Copy the line containing "Target phrase = black fender flare", then all lines after it up to and including the final line of the material, exactly and without additions.

**** RECORDS PROVIDED

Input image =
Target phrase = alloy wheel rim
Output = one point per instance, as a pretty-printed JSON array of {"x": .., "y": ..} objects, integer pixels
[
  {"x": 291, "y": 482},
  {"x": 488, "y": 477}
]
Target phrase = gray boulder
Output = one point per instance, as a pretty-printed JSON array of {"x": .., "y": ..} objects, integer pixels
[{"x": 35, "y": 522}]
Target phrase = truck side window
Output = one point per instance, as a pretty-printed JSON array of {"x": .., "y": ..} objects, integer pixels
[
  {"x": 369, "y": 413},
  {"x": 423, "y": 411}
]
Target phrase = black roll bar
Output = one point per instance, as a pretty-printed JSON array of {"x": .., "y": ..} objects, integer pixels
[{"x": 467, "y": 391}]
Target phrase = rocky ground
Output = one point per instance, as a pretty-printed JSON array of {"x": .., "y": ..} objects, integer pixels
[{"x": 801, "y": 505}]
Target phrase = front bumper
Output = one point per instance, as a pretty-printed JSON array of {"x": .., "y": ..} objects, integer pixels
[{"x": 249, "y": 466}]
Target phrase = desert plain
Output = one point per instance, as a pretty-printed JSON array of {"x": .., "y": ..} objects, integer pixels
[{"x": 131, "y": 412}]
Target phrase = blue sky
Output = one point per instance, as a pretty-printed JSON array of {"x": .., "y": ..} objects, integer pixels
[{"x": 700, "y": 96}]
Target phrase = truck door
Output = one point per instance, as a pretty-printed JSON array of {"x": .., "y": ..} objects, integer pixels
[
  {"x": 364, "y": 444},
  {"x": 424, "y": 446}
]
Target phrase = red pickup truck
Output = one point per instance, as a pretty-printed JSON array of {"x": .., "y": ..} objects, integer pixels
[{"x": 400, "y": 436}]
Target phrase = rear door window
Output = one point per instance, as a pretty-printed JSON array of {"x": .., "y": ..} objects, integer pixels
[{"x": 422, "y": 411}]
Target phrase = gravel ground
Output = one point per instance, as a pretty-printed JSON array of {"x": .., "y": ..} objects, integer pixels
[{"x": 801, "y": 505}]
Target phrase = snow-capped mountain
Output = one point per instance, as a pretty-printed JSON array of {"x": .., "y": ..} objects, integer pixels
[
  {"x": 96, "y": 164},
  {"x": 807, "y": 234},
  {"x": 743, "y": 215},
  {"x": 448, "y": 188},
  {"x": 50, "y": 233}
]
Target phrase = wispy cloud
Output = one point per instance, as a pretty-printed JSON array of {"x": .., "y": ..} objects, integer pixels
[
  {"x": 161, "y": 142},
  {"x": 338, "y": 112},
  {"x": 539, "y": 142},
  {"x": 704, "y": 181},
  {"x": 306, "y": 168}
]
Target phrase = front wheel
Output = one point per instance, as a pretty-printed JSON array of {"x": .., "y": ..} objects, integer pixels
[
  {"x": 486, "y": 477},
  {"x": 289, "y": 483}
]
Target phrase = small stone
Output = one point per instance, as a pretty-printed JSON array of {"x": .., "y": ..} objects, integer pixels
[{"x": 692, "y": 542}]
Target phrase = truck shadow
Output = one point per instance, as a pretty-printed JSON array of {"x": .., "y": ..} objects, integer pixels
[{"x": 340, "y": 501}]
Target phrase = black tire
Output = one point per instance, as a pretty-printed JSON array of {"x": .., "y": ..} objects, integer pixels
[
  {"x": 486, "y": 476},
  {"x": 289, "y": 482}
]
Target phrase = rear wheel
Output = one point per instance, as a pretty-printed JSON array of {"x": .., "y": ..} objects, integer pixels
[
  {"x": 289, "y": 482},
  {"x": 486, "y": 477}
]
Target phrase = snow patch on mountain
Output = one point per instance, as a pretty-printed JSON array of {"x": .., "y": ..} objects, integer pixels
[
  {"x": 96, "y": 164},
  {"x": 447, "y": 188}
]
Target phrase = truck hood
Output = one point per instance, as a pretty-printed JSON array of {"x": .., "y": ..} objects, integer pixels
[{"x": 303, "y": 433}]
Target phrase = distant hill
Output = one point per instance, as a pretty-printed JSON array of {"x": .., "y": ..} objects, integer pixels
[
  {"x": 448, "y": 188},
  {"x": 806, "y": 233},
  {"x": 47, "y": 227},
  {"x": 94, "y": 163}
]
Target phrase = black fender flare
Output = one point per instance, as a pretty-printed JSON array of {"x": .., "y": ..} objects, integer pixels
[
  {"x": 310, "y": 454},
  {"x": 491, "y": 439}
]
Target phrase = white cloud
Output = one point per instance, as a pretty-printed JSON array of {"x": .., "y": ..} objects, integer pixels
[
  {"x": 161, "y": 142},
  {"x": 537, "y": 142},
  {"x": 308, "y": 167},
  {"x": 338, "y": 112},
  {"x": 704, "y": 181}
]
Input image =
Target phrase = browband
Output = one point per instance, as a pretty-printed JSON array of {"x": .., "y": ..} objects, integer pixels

********

• _OUTPUT FOR THIS EXERCISE_
Target phrase = black fender flare
Output = one point per instance, as a pretty-printed JSON array of {"x": .., "y": ..} objects, integer pixels
[
  {"x": 310, "y": 454},
  {"x": 491, "y": 439}
]
Target phrase = white cloud
Output = one point per instance, as a pretty-printed JSON array of {"x": .., "y": ..} objects, integer pixels
[
  {"x": 161, "y": 142},
  {"x": 537, "y": 142},
  {"x": 308, "y": 167},
  {"x": 338, "y": 112},
  {"x": 704, "y": 181}
]
Input image =
Target phrase = browband
Output = one point per instance, as a pretty-printed JSON array of {"x": .., "y": ..} objects, integer pixels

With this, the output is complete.